[Items from a data source]
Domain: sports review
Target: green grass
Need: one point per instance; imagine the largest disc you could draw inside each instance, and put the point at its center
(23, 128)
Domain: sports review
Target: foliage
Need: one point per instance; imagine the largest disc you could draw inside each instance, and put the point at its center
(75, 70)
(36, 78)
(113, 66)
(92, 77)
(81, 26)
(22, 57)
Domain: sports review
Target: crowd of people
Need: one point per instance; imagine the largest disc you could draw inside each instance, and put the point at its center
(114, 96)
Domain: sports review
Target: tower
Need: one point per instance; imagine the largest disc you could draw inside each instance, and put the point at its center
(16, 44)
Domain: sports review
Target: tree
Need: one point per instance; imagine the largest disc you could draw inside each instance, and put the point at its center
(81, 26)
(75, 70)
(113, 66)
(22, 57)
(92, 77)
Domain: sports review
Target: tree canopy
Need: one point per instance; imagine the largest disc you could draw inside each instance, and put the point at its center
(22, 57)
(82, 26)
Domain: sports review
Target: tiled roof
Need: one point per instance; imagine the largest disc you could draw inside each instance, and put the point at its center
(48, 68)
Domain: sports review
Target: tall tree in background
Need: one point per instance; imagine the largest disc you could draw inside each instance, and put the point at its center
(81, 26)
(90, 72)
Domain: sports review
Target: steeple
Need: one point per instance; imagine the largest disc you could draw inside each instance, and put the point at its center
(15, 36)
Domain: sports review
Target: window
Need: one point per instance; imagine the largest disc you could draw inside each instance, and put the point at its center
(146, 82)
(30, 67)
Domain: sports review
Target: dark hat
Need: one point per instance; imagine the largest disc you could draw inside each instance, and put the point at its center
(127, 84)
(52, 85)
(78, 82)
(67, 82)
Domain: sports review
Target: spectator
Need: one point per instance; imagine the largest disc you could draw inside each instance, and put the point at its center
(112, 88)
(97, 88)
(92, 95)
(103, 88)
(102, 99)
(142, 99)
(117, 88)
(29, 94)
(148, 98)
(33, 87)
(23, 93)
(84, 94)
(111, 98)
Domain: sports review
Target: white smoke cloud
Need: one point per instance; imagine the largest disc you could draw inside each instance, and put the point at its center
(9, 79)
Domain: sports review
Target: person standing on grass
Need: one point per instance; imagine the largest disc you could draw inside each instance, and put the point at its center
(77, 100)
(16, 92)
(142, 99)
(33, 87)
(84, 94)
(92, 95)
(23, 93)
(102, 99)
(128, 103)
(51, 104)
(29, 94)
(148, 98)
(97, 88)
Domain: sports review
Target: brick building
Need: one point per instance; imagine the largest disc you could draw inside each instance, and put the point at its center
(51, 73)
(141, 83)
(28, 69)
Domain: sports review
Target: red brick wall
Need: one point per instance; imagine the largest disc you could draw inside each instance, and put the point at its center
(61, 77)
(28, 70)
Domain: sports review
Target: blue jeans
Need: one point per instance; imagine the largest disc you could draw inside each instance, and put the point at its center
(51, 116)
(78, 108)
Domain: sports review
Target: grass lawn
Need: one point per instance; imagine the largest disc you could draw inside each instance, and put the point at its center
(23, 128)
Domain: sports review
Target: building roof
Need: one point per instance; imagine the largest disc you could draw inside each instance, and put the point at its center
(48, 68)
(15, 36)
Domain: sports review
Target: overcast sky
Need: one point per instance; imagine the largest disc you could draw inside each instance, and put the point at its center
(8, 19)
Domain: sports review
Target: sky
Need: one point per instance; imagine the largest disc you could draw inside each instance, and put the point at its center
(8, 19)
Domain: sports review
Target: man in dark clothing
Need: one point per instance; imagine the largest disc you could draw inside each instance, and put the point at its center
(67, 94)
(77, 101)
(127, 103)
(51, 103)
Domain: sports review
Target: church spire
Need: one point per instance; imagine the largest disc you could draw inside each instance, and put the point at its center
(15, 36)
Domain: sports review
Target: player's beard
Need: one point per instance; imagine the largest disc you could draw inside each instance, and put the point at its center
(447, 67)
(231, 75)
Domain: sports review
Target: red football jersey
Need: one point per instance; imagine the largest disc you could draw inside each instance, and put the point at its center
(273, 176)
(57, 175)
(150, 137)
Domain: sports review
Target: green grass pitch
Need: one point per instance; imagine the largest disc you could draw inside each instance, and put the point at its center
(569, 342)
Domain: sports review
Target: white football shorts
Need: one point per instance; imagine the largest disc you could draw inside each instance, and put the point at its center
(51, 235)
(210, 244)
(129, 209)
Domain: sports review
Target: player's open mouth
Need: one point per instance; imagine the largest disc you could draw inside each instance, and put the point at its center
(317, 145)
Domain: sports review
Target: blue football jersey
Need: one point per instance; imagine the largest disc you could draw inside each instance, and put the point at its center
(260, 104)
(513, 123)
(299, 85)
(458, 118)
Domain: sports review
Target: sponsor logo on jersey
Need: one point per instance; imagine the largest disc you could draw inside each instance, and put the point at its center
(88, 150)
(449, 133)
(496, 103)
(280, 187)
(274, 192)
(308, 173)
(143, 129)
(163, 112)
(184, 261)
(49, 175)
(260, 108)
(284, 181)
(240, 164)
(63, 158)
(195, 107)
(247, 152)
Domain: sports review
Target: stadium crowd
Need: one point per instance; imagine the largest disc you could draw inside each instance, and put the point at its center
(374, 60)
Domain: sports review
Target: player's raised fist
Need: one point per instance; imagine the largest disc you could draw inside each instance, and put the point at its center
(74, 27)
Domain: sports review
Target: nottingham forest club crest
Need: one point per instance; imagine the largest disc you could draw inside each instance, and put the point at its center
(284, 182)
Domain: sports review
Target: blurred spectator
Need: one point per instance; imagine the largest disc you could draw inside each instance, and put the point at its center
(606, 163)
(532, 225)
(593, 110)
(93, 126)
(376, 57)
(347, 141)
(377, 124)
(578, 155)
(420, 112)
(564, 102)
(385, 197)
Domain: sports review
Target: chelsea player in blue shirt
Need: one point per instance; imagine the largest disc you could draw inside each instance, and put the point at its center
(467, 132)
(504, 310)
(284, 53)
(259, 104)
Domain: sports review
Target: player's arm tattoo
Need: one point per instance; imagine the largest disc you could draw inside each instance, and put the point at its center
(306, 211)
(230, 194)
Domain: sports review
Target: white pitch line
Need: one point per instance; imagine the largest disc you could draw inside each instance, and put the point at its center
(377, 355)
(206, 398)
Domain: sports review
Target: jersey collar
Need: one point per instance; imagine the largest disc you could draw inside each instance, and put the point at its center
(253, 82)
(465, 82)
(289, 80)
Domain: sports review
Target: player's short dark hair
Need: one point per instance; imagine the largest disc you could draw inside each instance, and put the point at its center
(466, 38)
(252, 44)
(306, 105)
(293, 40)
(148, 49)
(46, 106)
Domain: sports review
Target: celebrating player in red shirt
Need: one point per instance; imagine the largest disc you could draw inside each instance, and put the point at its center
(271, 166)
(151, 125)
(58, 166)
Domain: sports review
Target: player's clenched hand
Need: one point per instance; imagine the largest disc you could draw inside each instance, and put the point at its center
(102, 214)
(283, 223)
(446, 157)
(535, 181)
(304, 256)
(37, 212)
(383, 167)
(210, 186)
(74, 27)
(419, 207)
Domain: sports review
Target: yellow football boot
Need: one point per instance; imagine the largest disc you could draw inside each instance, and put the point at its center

▶ Problem to solve
Write out every line from the data above that includes "green".

▶ Output of the exercise
Target: green grass
Target: green grass pitch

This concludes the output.